Set task
Rewrite every line from the start of the items up to and including the line with "[376,465,458,667]", keeping the text lines as they are and shifting each bounding box coordinate up by 72.

Records for the exercise
——

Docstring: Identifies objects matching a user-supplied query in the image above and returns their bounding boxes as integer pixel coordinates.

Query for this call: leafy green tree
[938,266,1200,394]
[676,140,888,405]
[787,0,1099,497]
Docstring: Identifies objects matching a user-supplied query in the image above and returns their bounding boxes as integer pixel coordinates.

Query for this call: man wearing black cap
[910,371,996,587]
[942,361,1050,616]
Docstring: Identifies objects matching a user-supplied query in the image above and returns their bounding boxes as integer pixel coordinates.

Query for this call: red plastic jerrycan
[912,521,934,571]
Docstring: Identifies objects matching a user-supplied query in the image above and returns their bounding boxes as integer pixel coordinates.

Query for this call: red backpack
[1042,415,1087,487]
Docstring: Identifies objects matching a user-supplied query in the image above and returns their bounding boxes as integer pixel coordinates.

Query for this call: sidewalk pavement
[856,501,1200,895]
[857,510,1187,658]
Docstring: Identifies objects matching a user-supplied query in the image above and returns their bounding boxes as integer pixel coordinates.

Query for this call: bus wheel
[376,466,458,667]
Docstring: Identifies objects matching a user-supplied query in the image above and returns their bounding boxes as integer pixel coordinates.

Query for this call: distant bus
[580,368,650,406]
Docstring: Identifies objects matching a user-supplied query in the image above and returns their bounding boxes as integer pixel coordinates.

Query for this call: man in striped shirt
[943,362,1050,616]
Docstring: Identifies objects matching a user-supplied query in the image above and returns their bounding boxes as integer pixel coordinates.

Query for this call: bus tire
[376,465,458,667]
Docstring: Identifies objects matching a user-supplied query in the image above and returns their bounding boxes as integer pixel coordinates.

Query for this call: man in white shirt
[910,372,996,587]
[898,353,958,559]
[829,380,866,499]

——

Final result
Docstring: Identifies objects matching a user-supplied query in the image above and returns their bounding boxes as integer pixel coordinates.

Query for this call: leafy green tree
[1010,338,1272,466]
[748,212,960,477]
[859,72,1171,569]
Docstring: Identifies objects matching a user-supplied query in the image above and returns their bounding boxes as integer pixel coordinates.

Query for this call: man wearing black cap
[982,443,1068,659]
[1014,433,1122,688]
Docstring: Identifies objects matching a user-supplied query in the image above and returns their bounding boxes as integer pixel coordinates.

Query for this call: red plastic jerrycan
[984,593,1006,643]
Docstring: Identifies objects matching a user-supplied query in the image above and returns their bounding boxes as integer pixel coordinates.

Query for this call: red backpack
[1114,487,1159,559]
Docstring: Identifies objects matching a user-supplied query in the image above and returns their bounding boxes as integer pixel coordinates.

Query for this call: sidewalk pavement
[928,573,1272,967]
[929,582,1259,730]
Docstring: Identifies objects matching a user-supplied query in the image above and returns their bounding boxes as integer pixel coordinates.

Query for this call: bus wheel
[448,538,530,739]
Docstring: Identifies objects matching a user-supplied query in the image above and returns their bounding boxes as integer pixel coordinates.

Query for this call: distant bus
[652,440,722,478]
Docstring: Identifies objects matching a user-supplied query in the image above and returns their bounding boxes as integer pixel coordinates.

Query for this call: man in striped shirt
[1015,434,1122,688]
Docstring: Identifies objects matching a user-supplied query in the image above and returns their bounding boxes as integer pixel coordinates.

Query for this call: bus tire
[448,537,530,739]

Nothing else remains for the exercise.